**Extrait du document:**
------

Texte de Najla Nakhlé-Cerruti, publié aux éditions Actes Sud-Papiers – Préface d’Olivier Py.

Actes Sud-Papiers a publié en juin dernier le texte de Najla Nakhlé-Cerruti sur Le Théâtre palestinien et François Abou Salem, juste remise sous les projecteurs du rôle tenu par cet auteur, acteur, metteur en scène et directeur de la troupe El-Hakawati puis du Théâtre National Palestinien/El-Hakawati, à Jérusalem-Est.

Elle retrace brièvement sa biographie avant d’analyser ce qui a sous-tendu sa démarche de création de la première troupe palestinienne, El-Hakawati. Né en 1951 à Provins, François Gaspar, devenu plus tard Abou Salem, est arrivé en Palestine à l’âge de trois ans, son père, de nationalité hongroise, médecin mais également poète, traducteur et photographe, étant nommé chirurgien des hôpitaux français de Jérusalem et Bethléem. Sa mère est peintre, sculptrice et scénographe. Élevé à Jérusalem-Est, François Abou Salem fait ses études secondaires chez les Jésuites de Beyrouth de 1964 à 1968, revient en France où il passe par l’école du Théâtre national de Strasbourg et le Théâtre du Soleil d’Ariane Mnouchkine, avant de repartir à Jérusalem-Est – que ses parents ont entretemps quitté pour raison d’instabilité politique, contrecoup de la Guerre des Six jours, en juin 1967, et de l’occupation israélienne -. Il commence à y travailler comme comédien et metteur en scène à partir de 1970, au moment où le pays est en pleine dépression et que certains écrivains, comme le grand dramaturge syrien Saadallah Wannous en perdent la parole et l’envie d’écrire. Il devient François Abou Salem, scellant ainsi son destin à celui de son pays d’accueil, la Palestine. Il mettra fin à ses jours en 2011, à Ramallah.

------

**Liste des lignes:**

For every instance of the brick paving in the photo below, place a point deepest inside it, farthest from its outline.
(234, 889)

------

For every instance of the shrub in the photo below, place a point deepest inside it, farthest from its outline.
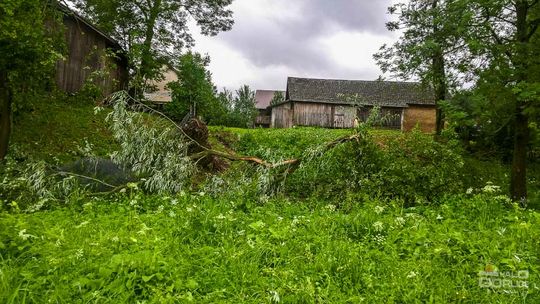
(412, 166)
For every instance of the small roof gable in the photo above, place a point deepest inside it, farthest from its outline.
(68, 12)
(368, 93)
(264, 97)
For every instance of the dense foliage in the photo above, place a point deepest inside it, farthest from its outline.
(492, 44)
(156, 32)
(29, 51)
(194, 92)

------

**Actions demandées:**
A - Recopiez, s'il vous plaît, la partie de l'extrait sur François Abou Salem qui s'ouvre sur les mots contenant « Texte de Najla Nakhlé-Cerruti, publié » et se ferme sur « Palestinien/El-Hakawati, à Jérusalem-Est. ».
B - Selon l'extrait sur François Abou Salem, en quelle année et dans quelle ville est-il né ?

**Réponses ordonnées:**
A -
Texte de Najla Nakhlé-Cerruti, publié aux éditions Actes Sud-Papiers – Préface d’Olivier Py.

Actes Sud-Papiers a publié en juin dernier le texte de Najla Nakhlé-Cerruti sur Le Théâtre palestinien et François Abou Salem, juste remise sous les projecteurs du rôle tenu par cet auteur, acteur, metteur en scène et directeur de la troupe El-Hakawati puis du Théâtre National Palestinien/El-Hakawati, à Jérusalem-Est.

B - En 1951, à Provins.